Handelingen I 2009-2010, nr. 34 – blz. 1485

Minister Hirsch Ballin: Dat raakt een punt dat door de heer De Vries is aangesneden en dat eigenlijk de strekking heeft dat je ook niet moet wachten tot evaluaties met het beoordelen of er adequaat wordt gereageerd op de bestaande situatie. Hij heeft gevraagd om het monitoren van de toepassing van de wet, van de toereikendheid, maar dus ook van de toepassingssituatie ten aanzien van de bevoegdheden die nieuw worden gegeven. Dat lijkt mij een goede gedachte. Ik wil dat graag toezeggen. Monitoren betekent dat we de communicatie met de toepassende instanties – dat zijn aan de ene kant de gemeenten en aan de andere kant het OM – volgen, terwijl het materiaal voor de systematische evaluatie nog wordt verzameld. Een evaluatie is een systematische studie, monitoren betekent dat het verloop van toepassing van de wet niet op zijn beloop wordt gelaten totdat het moment van de evaluatie gekomen is.

De ervaringen van de afgelopen jaren hebben geleerd – dat zei ik al in de inleiding van mijn beantwoording – dat hoewel de criminaliteit over het geheel genomen is teruggelopen, juist het punt van de overlast helaas die positieve ontwikkelingen nog niet, of in ieder geval nog niet in die mate, laat zien. Wij houden uiteraard regelmatig contact met de Veiligheidshuizen. Tot nu toe is er de rapportage in het kader van het project Veiligheid begint bij Voorkomen geweest. Die heb ik met enige regelmaat aan het parlement doen toekomen. Het was een project voor deze kabinetsperiode. Dat wordt dus afgesloten nu deze kabinetsperiode vervroegd wordt afgesloten. Er zal echter ongetwijfeld – ik denk dat ik in dit opzicht niet op een ongewenste manier vooruitloop op wat het nieuwe kabinet te doen staat – een nieuw programma komen ter bestrijding van overlast en criminaliteit in de openbare ruimte. Daar kan niemand aan twijfelen. Als ik het politieke spectrum in deze Kamer zie, dat weliswaar niet zo breed is als dat in de Tweede Kamer, denk ik dat er geen twijfel over kan bestaan dat dit deel uitmaakt van een nieuw kabinetsprogramma. Dat betekent dat, net zoals bij het project Veiligheid begint bij Voorkomen het geval is geweest, ook periodiek zal moeten worden gerapporteerd over de ontwikkelingen op dit terrein. Het lijkt mij goed, passend en voor de hand liggend dat het monitoren waar de heer De Vries over sprak daar deel van uit maakt.

» GEGEVENSSET
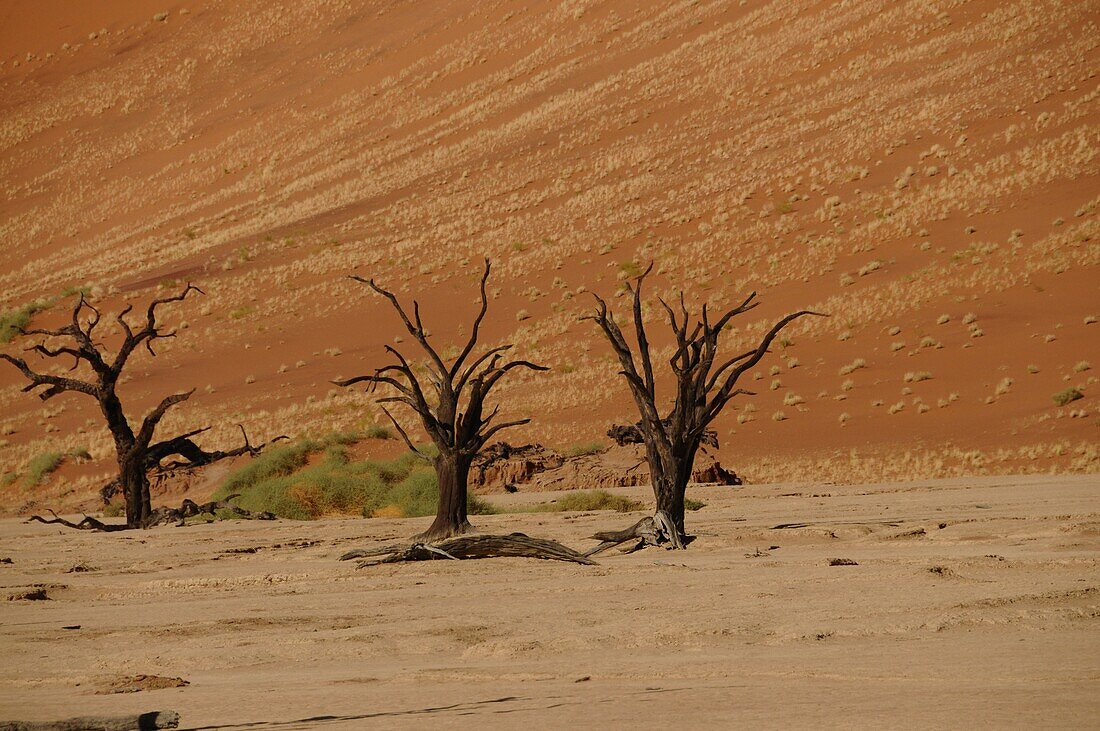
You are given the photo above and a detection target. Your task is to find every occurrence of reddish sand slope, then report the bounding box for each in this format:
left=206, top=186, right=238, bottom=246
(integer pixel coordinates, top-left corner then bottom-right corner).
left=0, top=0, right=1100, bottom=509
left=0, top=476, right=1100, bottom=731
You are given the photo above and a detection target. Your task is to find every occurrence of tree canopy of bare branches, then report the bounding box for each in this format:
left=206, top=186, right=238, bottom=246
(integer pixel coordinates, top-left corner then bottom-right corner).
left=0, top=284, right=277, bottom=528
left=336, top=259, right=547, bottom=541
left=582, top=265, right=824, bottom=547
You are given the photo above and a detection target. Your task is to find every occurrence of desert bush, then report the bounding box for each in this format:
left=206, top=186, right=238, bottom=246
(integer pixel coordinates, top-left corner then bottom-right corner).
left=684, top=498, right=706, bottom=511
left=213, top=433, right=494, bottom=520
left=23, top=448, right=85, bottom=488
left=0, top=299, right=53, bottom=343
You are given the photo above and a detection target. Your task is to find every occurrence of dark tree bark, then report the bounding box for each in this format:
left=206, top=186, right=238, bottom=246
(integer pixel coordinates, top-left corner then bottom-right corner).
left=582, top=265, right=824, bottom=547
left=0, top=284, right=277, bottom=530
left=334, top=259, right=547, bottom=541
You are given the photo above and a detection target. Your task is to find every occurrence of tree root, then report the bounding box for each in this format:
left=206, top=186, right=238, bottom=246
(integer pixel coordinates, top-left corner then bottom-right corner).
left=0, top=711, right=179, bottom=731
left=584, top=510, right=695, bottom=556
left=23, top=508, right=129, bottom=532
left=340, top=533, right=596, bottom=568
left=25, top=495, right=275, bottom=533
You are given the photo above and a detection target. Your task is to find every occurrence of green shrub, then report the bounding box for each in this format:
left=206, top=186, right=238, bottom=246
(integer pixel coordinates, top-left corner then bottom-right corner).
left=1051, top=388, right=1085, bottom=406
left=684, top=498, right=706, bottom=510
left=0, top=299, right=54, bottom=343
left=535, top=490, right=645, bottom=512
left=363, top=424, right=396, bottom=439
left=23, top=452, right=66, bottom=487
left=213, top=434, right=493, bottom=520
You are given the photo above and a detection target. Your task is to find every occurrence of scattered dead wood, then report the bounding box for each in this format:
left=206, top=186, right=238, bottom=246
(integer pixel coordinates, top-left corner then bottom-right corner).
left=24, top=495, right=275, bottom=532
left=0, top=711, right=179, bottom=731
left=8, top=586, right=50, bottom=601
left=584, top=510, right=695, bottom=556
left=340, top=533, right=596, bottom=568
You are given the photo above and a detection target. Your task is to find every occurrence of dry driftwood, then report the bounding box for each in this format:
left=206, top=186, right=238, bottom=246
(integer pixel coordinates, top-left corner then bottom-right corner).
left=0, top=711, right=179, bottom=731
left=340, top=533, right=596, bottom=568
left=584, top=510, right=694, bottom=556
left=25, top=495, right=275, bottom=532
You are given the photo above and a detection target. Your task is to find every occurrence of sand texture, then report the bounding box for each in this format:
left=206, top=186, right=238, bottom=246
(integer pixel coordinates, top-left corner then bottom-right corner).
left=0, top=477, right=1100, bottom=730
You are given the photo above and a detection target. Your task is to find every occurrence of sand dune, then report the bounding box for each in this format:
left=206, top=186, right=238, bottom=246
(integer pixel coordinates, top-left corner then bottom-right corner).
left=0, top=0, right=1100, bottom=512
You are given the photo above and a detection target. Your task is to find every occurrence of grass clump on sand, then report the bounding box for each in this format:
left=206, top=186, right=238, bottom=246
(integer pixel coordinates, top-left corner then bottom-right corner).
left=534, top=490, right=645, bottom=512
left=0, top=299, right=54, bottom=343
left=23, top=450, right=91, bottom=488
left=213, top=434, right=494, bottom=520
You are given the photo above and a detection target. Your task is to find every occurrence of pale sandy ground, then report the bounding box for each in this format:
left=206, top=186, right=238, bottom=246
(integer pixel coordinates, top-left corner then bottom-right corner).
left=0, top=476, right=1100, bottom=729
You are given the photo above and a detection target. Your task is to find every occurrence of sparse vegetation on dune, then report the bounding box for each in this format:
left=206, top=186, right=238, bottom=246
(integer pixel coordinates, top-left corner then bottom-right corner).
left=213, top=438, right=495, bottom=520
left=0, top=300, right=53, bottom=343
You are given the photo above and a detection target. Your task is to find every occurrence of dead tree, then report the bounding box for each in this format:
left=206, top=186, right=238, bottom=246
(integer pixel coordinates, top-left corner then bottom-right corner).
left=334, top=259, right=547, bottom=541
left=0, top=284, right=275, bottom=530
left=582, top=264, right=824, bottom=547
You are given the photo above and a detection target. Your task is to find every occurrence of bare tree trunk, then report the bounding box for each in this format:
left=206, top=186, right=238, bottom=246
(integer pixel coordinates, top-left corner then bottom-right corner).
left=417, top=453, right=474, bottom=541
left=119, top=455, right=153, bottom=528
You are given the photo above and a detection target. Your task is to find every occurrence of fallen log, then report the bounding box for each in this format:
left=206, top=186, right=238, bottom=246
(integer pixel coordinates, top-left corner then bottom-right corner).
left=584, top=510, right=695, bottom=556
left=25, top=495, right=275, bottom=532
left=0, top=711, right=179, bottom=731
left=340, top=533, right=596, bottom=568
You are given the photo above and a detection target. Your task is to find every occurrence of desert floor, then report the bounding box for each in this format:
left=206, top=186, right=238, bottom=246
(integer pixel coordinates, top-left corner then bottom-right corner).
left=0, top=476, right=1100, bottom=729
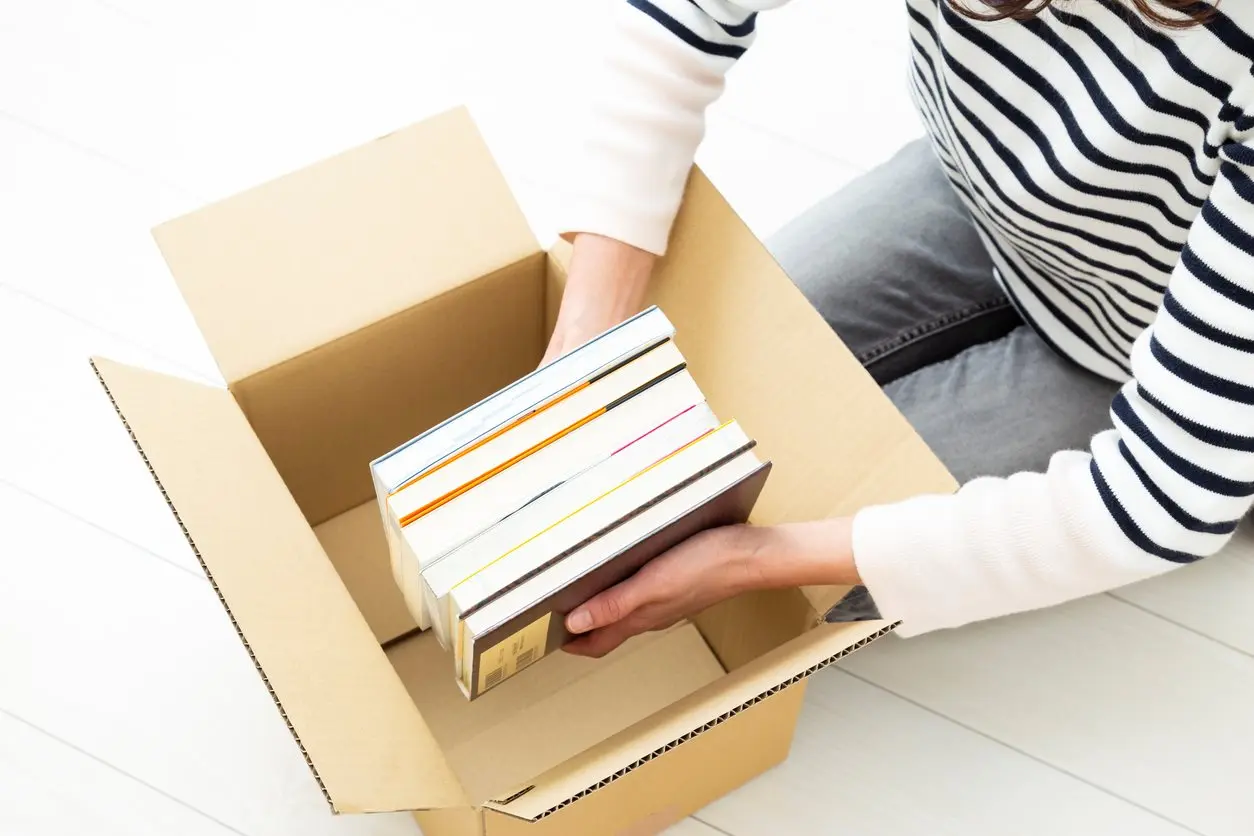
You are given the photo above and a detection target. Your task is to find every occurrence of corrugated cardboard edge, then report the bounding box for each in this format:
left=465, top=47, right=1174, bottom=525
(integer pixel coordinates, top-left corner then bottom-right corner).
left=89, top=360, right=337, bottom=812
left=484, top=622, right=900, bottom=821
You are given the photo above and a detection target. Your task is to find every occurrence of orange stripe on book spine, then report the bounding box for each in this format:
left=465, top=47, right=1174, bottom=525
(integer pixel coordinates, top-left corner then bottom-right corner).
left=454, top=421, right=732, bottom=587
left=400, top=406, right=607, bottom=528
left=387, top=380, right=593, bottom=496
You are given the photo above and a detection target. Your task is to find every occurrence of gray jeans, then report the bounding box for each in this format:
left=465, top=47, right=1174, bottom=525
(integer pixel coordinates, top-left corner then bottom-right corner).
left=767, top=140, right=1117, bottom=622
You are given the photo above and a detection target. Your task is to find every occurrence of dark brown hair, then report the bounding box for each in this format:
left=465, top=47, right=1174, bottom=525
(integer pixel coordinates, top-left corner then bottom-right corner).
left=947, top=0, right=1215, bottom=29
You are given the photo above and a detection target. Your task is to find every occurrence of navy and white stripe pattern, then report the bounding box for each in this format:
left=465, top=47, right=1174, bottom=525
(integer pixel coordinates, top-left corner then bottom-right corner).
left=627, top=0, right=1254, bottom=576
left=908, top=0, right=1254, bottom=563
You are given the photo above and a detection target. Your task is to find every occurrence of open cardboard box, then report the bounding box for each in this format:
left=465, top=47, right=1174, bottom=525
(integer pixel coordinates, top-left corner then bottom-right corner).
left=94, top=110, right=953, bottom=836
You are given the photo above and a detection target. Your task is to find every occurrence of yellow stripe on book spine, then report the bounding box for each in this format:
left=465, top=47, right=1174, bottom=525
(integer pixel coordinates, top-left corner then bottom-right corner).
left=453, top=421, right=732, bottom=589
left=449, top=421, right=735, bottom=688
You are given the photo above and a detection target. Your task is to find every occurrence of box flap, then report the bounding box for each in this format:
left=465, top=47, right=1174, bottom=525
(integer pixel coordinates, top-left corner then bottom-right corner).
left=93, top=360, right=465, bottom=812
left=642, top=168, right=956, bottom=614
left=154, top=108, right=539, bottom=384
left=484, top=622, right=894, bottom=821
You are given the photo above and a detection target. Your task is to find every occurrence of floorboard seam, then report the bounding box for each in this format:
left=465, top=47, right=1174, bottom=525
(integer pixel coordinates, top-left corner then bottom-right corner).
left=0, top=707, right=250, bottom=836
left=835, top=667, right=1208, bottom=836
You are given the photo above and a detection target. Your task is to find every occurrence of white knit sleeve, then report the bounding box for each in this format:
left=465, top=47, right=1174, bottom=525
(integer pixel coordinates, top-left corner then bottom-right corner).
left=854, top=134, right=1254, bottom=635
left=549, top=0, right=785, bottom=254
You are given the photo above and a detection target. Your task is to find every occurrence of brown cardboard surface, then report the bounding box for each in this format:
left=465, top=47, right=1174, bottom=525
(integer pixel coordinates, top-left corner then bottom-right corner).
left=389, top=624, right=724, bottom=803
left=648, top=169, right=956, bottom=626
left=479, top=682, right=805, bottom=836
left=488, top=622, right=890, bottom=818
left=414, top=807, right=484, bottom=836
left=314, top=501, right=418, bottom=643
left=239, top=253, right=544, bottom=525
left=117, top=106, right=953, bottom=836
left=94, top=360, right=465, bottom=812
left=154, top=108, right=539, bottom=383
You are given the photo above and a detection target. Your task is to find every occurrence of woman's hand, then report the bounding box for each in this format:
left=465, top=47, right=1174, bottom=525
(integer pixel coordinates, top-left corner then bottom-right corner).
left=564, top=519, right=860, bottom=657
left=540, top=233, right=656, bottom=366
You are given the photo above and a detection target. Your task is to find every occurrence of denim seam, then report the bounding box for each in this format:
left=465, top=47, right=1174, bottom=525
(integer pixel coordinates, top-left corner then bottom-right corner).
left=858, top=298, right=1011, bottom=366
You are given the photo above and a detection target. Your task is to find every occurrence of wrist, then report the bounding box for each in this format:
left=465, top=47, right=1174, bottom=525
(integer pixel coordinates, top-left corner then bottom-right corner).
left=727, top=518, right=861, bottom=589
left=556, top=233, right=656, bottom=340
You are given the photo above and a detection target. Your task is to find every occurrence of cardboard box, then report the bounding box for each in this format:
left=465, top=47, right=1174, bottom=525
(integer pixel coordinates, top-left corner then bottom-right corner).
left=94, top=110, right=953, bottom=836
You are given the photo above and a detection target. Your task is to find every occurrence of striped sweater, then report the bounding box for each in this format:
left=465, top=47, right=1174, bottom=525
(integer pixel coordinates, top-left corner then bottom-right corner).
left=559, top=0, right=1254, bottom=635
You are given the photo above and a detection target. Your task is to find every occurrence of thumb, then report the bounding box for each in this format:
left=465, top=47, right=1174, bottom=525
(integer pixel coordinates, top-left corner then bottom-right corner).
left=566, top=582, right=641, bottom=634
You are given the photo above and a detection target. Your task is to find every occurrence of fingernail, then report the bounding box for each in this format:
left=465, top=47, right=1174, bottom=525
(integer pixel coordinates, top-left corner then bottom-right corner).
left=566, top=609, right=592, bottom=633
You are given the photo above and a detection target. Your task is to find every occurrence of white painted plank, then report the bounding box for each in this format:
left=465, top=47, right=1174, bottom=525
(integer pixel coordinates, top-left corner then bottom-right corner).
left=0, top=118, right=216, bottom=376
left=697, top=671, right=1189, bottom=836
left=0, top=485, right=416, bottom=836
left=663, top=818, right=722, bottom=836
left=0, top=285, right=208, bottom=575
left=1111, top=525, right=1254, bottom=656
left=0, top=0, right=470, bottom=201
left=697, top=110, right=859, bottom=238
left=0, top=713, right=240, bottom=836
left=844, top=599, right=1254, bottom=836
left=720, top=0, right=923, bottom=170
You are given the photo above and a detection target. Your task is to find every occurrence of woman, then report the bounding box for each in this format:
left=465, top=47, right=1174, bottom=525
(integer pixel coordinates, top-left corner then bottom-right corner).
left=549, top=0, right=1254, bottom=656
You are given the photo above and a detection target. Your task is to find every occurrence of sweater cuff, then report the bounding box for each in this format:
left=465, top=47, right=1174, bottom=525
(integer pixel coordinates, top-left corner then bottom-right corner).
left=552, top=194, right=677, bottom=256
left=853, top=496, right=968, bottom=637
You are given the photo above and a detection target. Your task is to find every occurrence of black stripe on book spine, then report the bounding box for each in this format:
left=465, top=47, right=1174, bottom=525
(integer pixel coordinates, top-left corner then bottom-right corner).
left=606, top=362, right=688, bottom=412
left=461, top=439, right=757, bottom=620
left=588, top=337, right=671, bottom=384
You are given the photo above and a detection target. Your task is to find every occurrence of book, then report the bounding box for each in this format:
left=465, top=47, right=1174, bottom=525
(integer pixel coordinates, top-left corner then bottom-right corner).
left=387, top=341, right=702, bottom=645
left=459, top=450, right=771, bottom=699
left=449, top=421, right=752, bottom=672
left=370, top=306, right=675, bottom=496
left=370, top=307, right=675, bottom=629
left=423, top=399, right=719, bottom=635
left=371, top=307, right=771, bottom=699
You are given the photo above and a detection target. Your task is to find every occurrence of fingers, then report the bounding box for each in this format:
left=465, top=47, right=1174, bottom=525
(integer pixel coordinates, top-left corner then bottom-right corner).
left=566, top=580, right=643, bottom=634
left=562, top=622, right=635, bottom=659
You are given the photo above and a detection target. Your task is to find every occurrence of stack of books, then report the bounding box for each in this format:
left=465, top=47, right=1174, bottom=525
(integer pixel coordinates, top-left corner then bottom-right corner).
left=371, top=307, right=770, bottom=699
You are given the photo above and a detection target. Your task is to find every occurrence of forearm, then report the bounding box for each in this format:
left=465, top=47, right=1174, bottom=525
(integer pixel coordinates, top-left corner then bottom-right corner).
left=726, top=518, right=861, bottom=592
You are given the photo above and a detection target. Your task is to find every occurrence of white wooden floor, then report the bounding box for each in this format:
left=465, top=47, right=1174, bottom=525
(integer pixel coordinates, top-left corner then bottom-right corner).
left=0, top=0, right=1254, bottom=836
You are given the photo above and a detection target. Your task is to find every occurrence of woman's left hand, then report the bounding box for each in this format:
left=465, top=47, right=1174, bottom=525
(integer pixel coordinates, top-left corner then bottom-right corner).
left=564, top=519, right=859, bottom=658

» JOUW OPDRACHT
Herhaal woordelijk het deel van de passage over het monitoren van de wet dat begint bij "Minister Hirsch Ballin: Dat" en eindigt bij "evaluatie gekomen is.". De lijst is hiervoor niet nodig.

» UITGEVOERDE OPDRACHT
Minister Hirsch Ballin: Dat raakt een punt dat door de heer De Vries is aangesneden en dat eigenlijk de strekking heeft dat je ook niet moet wachten tot evaluaties met het beoordelen of er adequaat wordt gereageerd op de bestaande situatie. Hij heeft gevraagd om het monitoren van de toepassing van de wet, van de toereikendheid, maar dus ook van de toepassingssituatie ten aanzien van de bevoegdheden die nieuw worden gegeven. Dat lijkt mij een goede gedachte. Ik wil dat graag toezeggen. Monitoren betekent dat we de communicatie met de toepassende instanties – dat zijn aan de ene kant de gemeenten en aan de andere kant het OM – volgen, terwijl het materiaal voor de systematische evaluatie nog wordt verzameld. Een evaluatie is een systematische studie, monitoren betekent dat het verloop van toepassing van de wet niet op zijn beloop wordt gelaten totdat het moment van de evaluatie gekomen is.